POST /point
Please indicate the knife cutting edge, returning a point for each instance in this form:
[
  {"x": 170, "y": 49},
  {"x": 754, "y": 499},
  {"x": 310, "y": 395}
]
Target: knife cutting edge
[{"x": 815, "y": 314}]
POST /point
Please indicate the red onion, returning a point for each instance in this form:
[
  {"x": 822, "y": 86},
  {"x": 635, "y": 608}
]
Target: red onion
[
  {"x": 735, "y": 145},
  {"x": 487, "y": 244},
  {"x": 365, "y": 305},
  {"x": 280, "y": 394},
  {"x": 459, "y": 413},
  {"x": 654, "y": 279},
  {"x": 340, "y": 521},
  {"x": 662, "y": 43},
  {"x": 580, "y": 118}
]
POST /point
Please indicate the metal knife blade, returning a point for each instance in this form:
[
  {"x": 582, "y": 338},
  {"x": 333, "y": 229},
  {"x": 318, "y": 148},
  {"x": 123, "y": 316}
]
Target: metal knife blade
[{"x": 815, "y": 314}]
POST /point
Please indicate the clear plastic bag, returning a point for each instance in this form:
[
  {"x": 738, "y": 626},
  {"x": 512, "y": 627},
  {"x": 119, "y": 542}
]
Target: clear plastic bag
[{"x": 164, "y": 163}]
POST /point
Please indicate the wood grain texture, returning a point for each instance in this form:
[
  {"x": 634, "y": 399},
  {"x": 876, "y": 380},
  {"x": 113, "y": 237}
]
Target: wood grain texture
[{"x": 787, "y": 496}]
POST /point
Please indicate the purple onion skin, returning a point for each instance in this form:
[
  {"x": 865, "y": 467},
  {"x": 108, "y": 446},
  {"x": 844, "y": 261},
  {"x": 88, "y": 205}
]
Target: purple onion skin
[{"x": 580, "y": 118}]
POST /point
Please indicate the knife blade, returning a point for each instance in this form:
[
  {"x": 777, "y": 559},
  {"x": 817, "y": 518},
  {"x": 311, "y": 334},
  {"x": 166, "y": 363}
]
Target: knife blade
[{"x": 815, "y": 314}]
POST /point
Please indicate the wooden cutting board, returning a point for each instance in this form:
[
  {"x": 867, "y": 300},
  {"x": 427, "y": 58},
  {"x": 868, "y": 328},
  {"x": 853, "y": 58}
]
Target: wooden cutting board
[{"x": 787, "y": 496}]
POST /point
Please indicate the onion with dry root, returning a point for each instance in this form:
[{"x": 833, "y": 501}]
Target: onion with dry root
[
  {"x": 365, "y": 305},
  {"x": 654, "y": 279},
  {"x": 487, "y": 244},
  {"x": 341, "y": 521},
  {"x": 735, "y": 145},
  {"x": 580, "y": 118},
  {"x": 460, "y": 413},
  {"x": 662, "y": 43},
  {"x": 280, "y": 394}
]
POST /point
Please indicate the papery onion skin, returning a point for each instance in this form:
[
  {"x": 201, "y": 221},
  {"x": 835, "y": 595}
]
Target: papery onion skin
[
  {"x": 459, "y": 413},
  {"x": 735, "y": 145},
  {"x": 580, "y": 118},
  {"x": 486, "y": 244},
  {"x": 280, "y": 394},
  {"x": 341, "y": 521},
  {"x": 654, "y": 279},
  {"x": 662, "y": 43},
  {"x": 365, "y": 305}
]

▶ SHORT EXERCISE: Pull out every line in the listing above that contains the string "Target". Case counts.

▶ SOLVED EXERCISE:
Target: knife cutting edge
Target: red onion
Target: metal knife blade
Target: clear plastic bag
Target: wood grain texture
Target: purple onion skin
Target: knife blade
Target: wooden cutting board
Target: onion with dry root
Target: papery onion skin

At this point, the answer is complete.